▶ Extracted records
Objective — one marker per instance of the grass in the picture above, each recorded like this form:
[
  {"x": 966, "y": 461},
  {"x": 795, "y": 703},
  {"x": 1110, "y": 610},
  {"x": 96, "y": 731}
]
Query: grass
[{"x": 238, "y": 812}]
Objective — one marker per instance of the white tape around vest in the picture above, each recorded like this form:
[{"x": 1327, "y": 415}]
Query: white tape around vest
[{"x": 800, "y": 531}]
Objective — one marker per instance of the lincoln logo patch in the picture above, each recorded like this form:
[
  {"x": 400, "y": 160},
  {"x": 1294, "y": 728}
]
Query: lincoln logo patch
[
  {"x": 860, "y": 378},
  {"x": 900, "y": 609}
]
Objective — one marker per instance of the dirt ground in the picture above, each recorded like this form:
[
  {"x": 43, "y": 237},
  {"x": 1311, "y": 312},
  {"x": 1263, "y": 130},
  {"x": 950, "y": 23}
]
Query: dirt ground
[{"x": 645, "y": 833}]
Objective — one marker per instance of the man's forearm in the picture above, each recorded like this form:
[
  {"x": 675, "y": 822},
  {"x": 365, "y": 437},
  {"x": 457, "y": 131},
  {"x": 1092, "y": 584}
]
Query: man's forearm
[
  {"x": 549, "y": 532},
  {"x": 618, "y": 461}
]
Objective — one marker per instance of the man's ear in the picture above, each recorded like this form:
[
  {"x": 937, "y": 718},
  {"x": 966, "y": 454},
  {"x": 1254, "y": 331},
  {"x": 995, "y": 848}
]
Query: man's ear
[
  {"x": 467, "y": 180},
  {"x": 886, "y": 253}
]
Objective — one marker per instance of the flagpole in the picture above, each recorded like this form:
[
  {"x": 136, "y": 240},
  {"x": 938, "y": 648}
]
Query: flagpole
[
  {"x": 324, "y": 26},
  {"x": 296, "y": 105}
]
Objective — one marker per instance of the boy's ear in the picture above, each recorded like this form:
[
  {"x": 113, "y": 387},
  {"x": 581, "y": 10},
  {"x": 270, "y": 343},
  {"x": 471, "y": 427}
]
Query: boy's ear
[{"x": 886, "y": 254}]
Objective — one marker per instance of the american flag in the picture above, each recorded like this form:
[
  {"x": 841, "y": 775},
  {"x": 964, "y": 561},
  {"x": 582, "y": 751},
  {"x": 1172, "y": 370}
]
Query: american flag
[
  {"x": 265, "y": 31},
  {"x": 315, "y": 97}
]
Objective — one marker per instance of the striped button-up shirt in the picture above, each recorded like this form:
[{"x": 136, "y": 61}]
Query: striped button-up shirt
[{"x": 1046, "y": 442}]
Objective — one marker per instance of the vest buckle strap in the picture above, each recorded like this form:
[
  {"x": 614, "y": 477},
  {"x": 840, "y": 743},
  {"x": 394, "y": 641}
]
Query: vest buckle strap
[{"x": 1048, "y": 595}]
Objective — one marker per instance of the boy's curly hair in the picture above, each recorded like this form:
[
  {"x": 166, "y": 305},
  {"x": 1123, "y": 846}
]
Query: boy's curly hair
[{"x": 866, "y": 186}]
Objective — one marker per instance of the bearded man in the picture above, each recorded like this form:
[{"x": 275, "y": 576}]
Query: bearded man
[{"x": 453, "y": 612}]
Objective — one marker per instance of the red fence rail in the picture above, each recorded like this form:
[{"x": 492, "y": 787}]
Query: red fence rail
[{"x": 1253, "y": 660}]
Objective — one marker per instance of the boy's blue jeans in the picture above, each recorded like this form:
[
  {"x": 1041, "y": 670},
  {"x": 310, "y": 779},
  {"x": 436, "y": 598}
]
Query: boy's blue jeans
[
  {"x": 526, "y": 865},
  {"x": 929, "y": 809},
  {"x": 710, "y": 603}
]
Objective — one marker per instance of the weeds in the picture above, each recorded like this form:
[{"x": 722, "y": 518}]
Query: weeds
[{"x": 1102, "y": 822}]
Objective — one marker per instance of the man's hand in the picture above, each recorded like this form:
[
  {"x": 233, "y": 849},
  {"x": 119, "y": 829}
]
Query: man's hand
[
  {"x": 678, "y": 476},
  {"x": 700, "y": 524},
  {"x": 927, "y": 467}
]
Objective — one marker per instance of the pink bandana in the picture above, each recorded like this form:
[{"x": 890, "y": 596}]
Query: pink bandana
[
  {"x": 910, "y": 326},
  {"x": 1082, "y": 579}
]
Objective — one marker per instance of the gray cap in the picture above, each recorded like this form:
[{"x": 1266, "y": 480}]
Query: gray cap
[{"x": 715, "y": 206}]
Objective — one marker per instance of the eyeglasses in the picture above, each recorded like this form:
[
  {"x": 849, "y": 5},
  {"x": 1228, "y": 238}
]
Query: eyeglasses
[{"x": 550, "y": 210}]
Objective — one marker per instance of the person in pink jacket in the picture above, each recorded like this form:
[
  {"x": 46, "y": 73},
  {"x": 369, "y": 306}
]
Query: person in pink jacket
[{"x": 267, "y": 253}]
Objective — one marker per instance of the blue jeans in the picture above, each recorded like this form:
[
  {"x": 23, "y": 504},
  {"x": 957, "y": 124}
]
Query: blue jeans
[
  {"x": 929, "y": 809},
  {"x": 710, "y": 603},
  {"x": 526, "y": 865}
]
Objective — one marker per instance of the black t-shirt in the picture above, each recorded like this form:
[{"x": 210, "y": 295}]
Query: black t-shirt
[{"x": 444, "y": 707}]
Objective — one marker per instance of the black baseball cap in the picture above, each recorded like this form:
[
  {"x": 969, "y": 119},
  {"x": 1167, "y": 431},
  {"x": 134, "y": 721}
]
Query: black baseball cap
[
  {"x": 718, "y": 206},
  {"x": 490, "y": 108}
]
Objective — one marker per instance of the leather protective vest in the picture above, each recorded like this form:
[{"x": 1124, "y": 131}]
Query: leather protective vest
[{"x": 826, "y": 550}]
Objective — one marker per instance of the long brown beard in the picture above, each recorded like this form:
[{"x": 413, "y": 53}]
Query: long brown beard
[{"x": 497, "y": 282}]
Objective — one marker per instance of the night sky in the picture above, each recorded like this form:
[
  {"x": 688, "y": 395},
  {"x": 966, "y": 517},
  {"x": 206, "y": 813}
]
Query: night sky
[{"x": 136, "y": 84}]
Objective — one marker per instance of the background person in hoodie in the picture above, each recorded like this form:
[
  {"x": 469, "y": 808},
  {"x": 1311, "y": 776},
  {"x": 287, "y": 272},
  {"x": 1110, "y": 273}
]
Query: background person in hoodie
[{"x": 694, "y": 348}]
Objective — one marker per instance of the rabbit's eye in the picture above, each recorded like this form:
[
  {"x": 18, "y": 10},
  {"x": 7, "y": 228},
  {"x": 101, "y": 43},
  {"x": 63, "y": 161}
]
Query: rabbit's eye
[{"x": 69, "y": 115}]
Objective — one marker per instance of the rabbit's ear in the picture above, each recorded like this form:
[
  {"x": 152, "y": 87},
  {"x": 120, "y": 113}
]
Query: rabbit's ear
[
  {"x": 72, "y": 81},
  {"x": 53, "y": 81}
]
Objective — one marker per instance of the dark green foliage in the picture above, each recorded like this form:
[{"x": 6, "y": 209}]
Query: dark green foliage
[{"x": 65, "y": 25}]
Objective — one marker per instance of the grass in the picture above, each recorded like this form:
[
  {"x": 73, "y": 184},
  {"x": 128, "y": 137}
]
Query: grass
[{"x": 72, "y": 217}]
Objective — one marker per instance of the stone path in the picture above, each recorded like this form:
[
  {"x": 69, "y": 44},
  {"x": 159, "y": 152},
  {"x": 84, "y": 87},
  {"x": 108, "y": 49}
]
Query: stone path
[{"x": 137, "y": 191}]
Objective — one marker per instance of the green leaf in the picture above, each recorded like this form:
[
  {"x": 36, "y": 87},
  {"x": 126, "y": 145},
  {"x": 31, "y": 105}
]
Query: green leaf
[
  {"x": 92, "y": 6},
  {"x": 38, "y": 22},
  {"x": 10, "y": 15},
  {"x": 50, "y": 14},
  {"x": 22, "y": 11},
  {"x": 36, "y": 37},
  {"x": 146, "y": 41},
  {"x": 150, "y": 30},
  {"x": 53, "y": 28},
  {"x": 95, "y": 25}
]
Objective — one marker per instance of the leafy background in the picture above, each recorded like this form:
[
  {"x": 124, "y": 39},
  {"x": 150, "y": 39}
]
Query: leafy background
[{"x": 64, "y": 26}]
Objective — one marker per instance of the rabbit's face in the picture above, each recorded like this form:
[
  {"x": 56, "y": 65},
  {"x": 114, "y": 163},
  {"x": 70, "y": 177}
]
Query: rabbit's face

▶ What to work on
Copy out the data unchanged, starting at the line that contains "Objective — one marker per instance of the rabbit's face" and running through the end of the data, both ends included.

▶ Expected answer
Objective — one marker per instance of the rabbit's face in the picture above, each recorded like this form:
[
  {"x": 56, "y": 65},
  {"x": 114, "y": 163},
  {"x": 70, "y": 177}
]
Query: rabbit's face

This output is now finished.